> **Aim of the exercise**: Reproduce each record below exactly as written.

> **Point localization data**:
****************************************

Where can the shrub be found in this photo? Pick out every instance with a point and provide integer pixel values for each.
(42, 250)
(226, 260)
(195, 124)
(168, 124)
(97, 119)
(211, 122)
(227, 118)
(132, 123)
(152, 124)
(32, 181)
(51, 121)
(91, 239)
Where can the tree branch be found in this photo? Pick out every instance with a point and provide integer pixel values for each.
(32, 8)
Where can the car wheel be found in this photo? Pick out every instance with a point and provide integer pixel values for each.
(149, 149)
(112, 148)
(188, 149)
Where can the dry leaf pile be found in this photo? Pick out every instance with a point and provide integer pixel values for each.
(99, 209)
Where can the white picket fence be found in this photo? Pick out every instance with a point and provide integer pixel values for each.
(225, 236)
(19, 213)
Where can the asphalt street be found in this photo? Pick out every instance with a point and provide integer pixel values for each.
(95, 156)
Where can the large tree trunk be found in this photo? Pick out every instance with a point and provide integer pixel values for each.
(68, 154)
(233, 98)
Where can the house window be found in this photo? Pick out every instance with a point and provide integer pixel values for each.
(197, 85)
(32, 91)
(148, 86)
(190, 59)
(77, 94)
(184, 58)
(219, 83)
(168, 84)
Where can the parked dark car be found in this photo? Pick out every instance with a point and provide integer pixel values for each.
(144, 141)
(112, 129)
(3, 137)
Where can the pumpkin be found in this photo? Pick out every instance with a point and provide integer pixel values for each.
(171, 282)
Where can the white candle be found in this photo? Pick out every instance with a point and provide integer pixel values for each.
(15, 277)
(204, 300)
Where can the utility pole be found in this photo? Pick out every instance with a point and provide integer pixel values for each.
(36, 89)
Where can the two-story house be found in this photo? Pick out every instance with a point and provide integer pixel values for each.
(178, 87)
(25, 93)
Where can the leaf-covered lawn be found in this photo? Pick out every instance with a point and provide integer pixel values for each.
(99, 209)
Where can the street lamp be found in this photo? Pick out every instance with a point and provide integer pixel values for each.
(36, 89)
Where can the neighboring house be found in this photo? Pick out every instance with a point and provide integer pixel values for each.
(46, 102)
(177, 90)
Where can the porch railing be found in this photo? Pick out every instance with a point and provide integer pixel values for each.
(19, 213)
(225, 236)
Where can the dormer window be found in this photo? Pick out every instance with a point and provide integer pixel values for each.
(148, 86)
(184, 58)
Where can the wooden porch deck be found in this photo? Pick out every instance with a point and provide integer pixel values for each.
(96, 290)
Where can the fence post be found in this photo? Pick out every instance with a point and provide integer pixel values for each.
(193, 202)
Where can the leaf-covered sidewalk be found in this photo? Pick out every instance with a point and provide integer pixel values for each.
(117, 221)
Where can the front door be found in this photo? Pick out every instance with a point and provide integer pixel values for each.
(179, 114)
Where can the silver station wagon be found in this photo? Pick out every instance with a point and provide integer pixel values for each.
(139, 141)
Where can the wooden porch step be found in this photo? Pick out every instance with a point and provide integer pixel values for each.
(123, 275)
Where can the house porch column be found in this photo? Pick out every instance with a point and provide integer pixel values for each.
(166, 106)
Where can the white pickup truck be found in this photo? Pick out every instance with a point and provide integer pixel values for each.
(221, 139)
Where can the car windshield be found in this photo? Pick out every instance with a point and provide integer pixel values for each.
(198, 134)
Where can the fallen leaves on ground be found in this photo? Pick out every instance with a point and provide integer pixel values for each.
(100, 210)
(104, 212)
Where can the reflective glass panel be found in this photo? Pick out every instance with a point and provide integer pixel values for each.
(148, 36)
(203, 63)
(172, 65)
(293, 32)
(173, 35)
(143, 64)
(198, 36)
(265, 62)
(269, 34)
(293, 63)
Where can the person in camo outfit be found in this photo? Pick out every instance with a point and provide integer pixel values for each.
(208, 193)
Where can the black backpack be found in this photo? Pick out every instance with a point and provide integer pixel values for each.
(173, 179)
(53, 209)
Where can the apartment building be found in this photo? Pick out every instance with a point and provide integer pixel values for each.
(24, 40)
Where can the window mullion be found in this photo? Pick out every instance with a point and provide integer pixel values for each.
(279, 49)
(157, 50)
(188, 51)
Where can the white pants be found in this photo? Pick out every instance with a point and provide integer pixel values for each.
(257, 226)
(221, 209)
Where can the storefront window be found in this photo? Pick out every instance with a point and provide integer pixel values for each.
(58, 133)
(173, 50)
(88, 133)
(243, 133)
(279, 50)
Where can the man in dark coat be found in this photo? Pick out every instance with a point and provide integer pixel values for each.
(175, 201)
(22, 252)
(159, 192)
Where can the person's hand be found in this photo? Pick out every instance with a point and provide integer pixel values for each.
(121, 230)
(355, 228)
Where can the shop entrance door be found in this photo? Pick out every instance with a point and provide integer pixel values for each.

****************************************

> **Reply to the task**:
Where can the shrub be found in this photo? Pick out every instance with a point and provide integer pixel values for each.
(42, 250)
(226, 260)
(195, 124)
(168, 124)
(97, 119)
(211, 122)
(227, 118)
(132, 123)
(152, 124)
(32, 181)
(51, 121)
(91, 239)
Where can the tree branch be found in this photo? Pick out every instance with a point and provide integer pixel values for each.
(32, 8)
Where can the car wheel be found in this photo? Pick out every instance with a point and provide integer pixel values for each.
(149, 149)
(112, 148)
(188, 149)
Where can the dry leaf pile be found in this photo? Pick out every instance with a point and provide integer pixel values for each.
(99, 209)
Where can the white picket fence be found in this photo? Pick out every instance with a point and provide integer pixel values for each.
(225, 236)
(19, 213)
Where can the asphalt street be found in this photo? Pick out every instance with a point and provide integer pixel values for each.
(95, 156)
Where can the large tree trunk be found in this photo? Pick out every instance with a point and provide integer pixel values for each.
(68, 154)
(233, 98)
Where can the house window be found in this photo? Pick out every instance with a point and provide integer pixel values for each.
(197, 85)
(32, 91)
(148, 86)
(190, 59)
(77, 94)
(184, 58)
(219, 83)
(168, 84)
Where can the parked dark car be found in this photo? Pick out every instance with a point and provide integer pixel values for each.
(144, 141)
(112, 129)
(3, 137)
Where can the pumpkin be found in this photo? Pick out every instance with a point and provide integer pixel values for each.
(171, 282)
Where can the white candle be found in this photo? Pick out every instance with a point and provide integer pixel values for each.
(15, 277)
(204, 300)
Where can the utility pole be found in this photo? Pick out every instance with a point and provide integer pixel values for each.
(36, 89)
Where can the two-story house be found in this photo? Pick out every instance with a point and provide integer pixel values for each.
(178, 87)
(25, 93)
Where can the leaf-covered lawn be found in this photo? Pick out every instance with a point and provide integer pixel values for each.
(99, 209)
Where can the street lamp be found in this photo? Pick out every instance with a point and provide integer pixel values for each.
(36, 89)
Where can the neighboring house be found in this photo? Pick out every instance with a point and provide integer pixel values for each.
(46, 102)
(177, 90)
Where can the porch railing be found in this photo? Pick out every instance with a point and provide integer pixel values for each.
(19, 213)
(225, 236)
Where can the dormer window be found in this photo? Pick out every instance with a point and provide integer pixel values for each.
(148, 86)
(184, 58)
Where can the wooden porch deck be found in this photo? Pick out every instance with a point and provide integer pixel values for each.
(96, 290)
Where can the fence post be found in this photo? Pick out every instance with a point and provide integer pixel values for each.
(193, 202)
Where can the leaf-covered sidewalk be found in this photo? Pick out every instance with a point and provide integer pixel values for each.
(117, 221)
Where can the front door be found in this photo? Pick out every instance with a point and provide integer pixel values for each.
(179, 114)
Where can the silver station wagon be found in this photo? Pick out every instance with a point and provide integer pixel values for each.
(139, 141)
Where can the wooden porch step be found in this photo? Pick out every instance with a point and provide integer pixel values for each.
(123, 275)
Where can the house porch column be found in this photo? Pick out every instance with a point and provide integer pixel values for each.
(166, 106)
Where can the white pickup truck be found in this photo? Pick out every instance with a point and provide integer pixel values for each.
(221, 139)
Where can the car windshield be found in this photo? Pick out every instance with a point and provide integer pixel values for each.
(198, 134)
Where can the fallen leaves on ground be found in this photo? Pick out every instance with a point and provide integer pixel values for each.
(100, 210)
(104, 212)
Where can the reflective glass panel be found in this photo? Pick out every instance with a point and provide integer pixel values for each.
(148, 36)
(203, 63)
(172, 65)
(293, 32)
(173, 35)
(143, 64)
(198, 36)
(265, 62)
(269, 34)
(293, 63)
Where can the person in camo outfit be found in this photo? Pick out every instance with a point and provide integer pixel values for each.
(208, 193)
Where can the black backpack be found in this photo? Pick out every instance with a point and provide integer pixel values for each.
(173, 179)
(53, 209)
Where can the apartment building be found in this photo? Pick out every instance with a point and provide integer pixel values for each.
(24, 40)
Where can the window mullion be found in this photo? Pick out every instance with a point and provide integer pixel values for each.
(279, 49)
(157, 50)
(188, 51)
Where can the white pants be found in this photo? Pick out every instance with a point and provide integer pixel values for each.
(257, 226)
(221, 209)
Where can the storefront window be found in this photo? Pick out every instance with a point and provide integer pixel values for each.
(58, 133)
(173, 50)
(88, 133)
(243, 133)
(279, 50)
Where can the man in dark coat be found in this photo? Pick out every instance with a point and provide integer pixel values for each.
(175, 201)
(22, 252)
(159, 192)
Where can the person's hand be found in this photo? Pick out every instance with a point and provide integer pixel values for each.
(121, 230)
(355, 228)
Where can the shop entrance door be found in this photo? Pick out every instance with a point and provide integer pixel values for each.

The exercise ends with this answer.